What you should do: The lines to copy are those in the listing below that contain the word "flower".

Data:
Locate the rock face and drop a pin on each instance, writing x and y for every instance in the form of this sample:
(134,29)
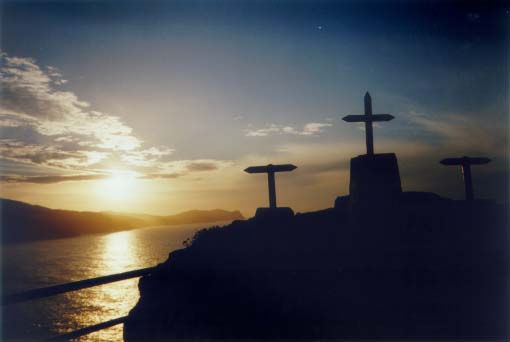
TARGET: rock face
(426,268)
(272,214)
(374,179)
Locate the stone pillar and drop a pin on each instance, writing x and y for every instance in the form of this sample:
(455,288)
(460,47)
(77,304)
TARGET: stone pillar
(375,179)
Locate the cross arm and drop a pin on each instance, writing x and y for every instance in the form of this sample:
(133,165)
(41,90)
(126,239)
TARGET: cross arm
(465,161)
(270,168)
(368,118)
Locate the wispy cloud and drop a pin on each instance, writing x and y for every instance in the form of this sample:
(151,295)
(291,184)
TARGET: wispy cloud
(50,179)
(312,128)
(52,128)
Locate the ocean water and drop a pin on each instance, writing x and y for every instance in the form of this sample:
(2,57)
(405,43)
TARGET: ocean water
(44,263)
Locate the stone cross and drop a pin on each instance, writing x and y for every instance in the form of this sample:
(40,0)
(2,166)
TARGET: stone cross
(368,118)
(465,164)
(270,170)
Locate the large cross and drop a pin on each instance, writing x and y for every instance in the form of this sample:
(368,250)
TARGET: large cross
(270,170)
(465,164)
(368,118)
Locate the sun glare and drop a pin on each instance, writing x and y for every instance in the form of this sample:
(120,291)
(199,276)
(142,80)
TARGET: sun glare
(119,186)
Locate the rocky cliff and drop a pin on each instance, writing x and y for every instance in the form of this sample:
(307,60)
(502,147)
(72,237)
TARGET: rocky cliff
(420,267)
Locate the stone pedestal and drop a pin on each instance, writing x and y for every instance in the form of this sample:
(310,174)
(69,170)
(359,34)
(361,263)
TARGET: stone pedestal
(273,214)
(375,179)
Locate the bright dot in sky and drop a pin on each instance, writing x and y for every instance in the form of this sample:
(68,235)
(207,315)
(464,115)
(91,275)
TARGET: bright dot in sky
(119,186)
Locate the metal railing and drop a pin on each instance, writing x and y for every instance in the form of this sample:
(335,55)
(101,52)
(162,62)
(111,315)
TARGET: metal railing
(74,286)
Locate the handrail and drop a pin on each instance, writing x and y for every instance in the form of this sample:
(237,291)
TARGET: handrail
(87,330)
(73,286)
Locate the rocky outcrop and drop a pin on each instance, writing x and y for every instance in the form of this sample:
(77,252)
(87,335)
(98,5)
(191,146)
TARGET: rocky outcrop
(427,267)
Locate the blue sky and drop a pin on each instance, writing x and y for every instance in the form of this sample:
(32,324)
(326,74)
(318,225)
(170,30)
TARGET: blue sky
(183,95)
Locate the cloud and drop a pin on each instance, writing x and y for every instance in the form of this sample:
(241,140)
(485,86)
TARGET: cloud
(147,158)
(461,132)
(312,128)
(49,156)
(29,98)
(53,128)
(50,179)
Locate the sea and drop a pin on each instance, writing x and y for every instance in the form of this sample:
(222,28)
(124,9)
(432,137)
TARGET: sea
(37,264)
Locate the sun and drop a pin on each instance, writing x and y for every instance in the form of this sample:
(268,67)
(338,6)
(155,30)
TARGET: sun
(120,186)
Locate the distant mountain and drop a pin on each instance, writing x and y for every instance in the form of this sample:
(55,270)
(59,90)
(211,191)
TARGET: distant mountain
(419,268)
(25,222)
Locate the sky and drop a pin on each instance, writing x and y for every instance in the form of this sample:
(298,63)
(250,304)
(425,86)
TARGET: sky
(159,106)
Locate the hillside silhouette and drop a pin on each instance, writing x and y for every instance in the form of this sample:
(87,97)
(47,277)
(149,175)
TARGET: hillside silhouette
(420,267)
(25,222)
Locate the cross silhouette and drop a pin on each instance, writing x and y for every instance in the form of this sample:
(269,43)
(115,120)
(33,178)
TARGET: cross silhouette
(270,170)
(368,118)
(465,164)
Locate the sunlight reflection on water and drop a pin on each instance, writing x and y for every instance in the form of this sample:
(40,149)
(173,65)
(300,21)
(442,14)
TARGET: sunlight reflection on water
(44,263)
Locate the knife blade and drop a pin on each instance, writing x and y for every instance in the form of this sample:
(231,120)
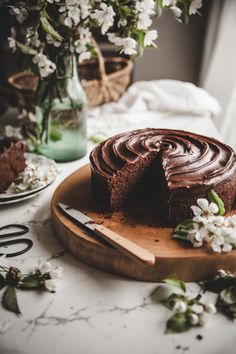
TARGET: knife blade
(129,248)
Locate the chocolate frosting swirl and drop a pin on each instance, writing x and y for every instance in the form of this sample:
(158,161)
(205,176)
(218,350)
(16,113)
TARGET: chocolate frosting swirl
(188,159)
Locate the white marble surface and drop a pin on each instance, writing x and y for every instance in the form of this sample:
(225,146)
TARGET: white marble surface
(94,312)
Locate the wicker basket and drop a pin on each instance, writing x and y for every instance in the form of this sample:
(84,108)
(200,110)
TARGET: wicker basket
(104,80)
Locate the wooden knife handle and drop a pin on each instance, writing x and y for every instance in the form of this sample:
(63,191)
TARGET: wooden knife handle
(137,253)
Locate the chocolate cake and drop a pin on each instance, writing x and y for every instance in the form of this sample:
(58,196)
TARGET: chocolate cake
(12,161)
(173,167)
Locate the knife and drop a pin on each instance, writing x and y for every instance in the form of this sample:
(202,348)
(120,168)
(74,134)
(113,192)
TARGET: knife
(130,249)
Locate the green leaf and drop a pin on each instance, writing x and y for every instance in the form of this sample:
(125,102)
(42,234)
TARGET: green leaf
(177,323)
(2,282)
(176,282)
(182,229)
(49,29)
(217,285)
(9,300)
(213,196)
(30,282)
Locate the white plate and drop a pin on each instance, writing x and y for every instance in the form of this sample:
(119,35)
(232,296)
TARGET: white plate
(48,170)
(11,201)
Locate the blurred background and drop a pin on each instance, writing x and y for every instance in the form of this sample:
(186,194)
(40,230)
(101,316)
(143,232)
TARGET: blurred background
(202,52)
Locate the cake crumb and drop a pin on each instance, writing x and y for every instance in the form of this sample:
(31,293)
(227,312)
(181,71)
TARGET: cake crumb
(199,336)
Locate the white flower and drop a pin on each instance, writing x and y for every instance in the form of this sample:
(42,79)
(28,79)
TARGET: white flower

Exercise response:
Locate the white flower and drop a pin on each instance, writing x and y for every instance in the form of this sample:
TARGET: white flower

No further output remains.